**TASK**
Take everything from the line containing "pinpoint the cobblestone" down to the line containing "462;482;488;500" and write it out again, changing "Trivia challenge" to "Quiz time" and leaving all else as it is.

Object detection data:
****

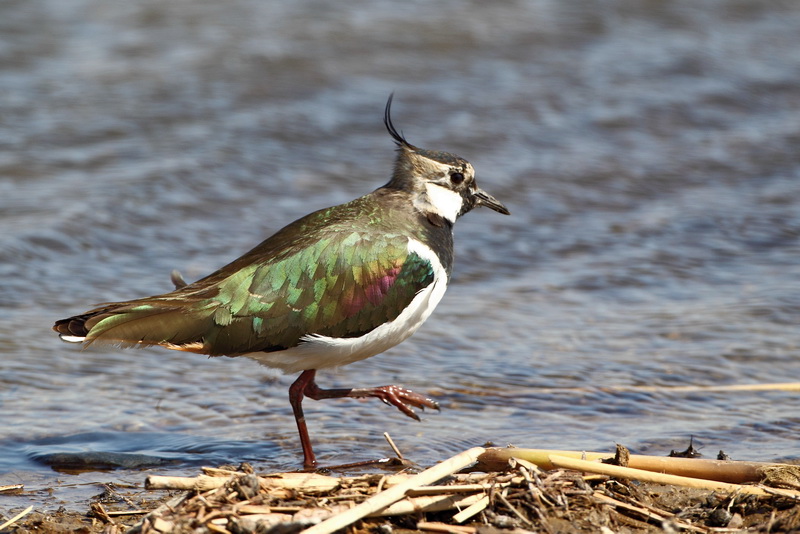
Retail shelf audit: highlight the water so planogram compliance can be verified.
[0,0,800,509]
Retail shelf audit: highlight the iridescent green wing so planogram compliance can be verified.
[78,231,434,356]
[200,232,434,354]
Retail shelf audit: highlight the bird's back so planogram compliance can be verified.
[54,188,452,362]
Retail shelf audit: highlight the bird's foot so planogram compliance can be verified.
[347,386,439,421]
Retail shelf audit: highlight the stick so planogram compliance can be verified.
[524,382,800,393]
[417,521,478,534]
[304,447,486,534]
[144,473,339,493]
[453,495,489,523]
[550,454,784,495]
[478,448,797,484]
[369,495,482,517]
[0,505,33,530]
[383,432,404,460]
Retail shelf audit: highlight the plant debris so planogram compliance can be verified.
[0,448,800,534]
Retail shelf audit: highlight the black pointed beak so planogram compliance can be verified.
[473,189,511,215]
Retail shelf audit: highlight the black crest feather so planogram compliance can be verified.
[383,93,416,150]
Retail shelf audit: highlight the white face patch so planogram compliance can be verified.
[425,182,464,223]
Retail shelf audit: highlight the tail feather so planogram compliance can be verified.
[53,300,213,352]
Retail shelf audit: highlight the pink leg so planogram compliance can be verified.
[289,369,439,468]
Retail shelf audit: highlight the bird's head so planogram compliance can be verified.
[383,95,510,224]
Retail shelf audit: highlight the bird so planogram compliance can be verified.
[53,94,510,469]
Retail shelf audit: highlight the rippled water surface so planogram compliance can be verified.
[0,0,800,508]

****

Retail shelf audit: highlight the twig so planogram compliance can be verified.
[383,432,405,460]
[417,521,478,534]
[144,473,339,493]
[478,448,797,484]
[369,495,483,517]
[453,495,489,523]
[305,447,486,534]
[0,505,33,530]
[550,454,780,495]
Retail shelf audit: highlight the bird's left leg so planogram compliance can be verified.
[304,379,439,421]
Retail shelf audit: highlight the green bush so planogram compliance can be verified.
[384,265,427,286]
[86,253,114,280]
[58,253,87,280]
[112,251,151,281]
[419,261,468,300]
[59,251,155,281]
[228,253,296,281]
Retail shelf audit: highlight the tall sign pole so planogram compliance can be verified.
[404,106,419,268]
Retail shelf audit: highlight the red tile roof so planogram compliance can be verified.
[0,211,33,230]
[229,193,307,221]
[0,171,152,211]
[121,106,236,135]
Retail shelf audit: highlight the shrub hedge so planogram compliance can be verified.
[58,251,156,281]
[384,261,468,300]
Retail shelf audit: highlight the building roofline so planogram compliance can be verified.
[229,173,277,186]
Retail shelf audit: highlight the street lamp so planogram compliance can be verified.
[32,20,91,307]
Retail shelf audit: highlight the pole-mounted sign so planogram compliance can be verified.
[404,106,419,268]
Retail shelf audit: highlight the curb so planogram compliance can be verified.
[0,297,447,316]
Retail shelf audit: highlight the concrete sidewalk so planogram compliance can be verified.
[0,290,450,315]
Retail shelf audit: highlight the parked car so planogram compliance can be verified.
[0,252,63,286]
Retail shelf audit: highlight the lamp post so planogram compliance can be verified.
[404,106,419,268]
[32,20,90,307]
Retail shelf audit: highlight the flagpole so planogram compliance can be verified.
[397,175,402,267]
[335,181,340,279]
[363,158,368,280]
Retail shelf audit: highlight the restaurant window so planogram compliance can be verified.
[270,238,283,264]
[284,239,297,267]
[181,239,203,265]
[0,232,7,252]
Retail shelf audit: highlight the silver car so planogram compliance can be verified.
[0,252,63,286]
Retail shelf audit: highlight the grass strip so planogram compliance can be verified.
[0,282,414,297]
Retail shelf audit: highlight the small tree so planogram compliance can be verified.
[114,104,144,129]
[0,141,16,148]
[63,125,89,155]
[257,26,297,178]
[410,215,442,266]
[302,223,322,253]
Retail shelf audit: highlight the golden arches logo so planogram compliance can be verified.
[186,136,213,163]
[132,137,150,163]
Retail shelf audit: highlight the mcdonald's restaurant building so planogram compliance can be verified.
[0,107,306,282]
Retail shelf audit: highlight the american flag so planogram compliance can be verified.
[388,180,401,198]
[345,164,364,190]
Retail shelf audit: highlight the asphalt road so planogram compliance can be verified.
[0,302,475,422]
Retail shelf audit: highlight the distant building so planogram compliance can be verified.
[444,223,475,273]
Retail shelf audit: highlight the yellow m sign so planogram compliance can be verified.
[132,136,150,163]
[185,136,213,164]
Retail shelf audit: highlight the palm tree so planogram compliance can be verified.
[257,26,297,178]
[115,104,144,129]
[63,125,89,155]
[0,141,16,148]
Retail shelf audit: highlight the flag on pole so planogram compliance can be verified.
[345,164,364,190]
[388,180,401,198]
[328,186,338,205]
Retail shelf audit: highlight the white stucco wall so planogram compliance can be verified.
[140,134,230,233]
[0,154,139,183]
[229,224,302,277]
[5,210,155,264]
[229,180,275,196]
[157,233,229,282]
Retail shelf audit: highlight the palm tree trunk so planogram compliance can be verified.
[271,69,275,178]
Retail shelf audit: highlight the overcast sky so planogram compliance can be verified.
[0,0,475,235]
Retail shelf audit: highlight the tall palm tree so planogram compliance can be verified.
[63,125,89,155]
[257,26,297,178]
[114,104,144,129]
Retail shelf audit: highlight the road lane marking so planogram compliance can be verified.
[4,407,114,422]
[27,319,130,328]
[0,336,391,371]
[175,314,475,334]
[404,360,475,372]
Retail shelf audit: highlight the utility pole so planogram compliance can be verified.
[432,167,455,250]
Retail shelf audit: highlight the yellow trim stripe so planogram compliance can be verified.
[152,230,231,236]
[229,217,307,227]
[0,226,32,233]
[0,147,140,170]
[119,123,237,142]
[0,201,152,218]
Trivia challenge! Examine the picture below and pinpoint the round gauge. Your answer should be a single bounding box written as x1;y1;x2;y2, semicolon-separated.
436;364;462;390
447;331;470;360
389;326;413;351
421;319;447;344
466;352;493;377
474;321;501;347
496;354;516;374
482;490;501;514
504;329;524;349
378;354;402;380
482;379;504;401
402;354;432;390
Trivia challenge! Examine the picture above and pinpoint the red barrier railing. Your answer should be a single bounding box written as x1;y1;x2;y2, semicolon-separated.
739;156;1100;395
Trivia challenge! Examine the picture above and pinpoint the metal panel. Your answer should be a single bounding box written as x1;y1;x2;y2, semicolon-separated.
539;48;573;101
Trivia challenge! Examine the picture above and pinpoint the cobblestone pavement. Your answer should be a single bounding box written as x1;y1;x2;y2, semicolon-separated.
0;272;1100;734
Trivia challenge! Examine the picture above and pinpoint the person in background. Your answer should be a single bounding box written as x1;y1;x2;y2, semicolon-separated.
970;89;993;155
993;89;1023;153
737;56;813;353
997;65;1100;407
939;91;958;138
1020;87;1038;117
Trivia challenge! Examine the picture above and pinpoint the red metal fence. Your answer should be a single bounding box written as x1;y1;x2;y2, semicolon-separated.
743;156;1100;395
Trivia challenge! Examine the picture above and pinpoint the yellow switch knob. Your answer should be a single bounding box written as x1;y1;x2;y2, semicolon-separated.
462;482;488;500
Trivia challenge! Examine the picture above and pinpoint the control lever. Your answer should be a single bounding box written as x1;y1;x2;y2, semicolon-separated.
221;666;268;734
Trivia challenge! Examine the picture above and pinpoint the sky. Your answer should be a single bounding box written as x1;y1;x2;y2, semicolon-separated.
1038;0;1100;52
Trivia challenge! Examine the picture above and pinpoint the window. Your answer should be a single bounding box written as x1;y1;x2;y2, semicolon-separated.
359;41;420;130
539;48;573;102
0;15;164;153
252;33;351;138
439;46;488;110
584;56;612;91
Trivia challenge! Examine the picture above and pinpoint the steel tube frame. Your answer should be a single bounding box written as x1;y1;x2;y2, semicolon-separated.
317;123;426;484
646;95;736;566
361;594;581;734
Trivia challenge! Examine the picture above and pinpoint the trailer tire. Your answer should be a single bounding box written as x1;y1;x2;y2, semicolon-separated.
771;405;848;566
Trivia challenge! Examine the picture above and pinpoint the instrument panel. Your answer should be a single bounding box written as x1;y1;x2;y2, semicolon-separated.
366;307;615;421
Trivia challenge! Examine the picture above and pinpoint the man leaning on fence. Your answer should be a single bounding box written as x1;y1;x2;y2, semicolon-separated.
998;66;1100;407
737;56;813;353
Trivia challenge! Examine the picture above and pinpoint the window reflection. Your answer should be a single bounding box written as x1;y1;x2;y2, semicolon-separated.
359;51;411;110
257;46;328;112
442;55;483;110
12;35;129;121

****

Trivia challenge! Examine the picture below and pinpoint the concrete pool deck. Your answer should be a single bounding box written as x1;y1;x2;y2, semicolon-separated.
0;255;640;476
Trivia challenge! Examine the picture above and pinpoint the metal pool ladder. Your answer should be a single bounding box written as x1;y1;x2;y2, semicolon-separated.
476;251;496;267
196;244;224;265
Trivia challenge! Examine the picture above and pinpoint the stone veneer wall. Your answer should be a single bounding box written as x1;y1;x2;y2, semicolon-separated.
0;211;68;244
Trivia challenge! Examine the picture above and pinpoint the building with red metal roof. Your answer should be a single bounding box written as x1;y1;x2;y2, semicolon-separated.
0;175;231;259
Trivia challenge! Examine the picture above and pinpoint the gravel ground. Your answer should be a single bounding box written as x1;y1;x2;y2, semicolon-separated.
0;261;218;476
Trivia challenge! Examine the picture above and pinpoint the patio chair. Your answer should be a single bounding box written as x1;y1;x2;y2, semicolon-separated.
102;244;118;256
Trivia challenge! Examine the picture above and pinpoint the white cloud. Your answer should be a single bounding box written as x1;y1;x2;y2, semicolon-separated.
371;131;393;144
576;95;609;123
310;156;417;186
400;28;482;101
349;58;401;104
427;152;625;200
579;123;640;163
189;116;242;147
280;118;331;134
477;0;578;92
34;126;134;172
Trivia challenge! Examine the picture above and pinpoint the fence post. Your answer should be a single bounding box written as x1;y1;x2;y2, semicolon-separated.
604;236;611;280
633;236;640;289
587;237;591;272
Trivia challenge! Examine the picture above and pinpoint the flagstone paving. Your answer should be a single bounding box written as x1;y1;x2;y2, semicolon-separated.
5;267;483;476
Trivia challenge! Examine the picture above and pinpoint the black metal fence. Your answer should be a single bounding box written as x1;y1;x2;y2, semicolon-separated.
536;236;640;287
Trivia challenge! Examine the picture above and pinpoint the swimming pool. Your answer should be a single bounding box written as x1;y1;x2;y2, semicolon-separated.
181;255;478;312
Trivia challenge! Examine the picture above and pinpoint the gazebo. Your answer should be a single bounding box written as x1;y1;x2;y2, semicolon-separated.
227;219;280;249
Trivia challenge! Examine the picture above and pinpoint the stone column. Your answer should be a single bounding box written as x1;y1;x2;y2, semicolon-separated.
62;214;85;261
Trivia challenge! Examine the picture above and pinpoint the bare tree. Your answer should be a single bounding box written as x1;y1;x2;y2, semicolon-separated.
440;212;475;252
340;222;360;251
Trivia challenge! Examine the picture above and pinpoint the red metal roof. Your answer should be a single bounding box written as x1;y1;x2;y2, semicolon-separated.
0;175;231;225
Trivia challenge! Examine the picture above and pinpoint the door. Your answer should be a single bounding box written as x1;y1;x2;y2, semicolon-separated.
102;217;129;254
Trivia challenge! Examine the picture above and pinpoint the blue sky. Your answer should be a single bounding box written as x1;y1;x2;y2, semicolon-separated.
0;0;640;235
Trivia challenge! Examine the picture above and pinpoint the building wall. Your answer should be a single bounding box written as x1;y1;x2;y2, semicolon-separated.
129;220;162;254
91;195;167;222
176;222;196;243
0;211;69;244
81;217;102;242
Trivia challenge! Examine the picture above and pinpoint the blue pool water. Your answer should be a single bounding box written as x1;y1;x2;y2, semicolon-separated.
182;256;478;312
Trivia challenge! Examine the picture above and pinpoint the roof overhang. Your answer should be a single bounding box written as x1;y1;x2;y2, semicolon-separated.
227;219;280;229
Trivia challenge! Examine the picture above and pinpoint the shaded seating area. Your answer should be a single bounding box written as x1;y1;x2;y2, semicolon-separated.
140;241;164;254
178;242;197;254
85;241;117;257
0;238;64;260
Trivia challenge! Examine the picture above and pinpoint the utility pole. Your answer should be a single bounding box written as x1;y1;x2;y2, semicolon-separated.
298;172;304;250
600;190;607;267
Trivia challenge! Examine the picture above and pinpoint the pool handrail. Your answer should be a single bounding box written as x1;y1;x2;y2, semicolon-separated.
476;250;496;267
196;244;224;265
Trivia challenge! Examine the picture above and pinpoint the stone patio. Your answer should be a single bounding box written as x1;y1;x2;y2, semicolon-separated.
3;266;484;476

****

**REPLY TO THE TASK**
Quiz time! Examine the picture above and pinpoint the cobblestone pavement. Your answer should be a single bounding box written as x1;y1;x2;y2, semicolon-separated.
0;272;1100;734
Quiz time! Examine the picture above and pinpoint the person in background. Your answer should be a single bounding box written as x1;y1;x2;y2, semicolon-separated.
970;89;993;155
993;89;1023;153
737;56;813;353
997;65;1100;407
939;91;958;138
1020;87;1038;117
Quiz time! Examine the picture above and pinpoint the red metal fence. Your answer should be a single bounding box written as x1;y1;x2;y2, semicolon-separated.
743;156;1100;395
Quiz time! Examine the picture above and pinpoint the yellow switch knob. Your answer should be a single bounding box written as x1;y1;x2;y2, semicolon-separated.
462;482;488;500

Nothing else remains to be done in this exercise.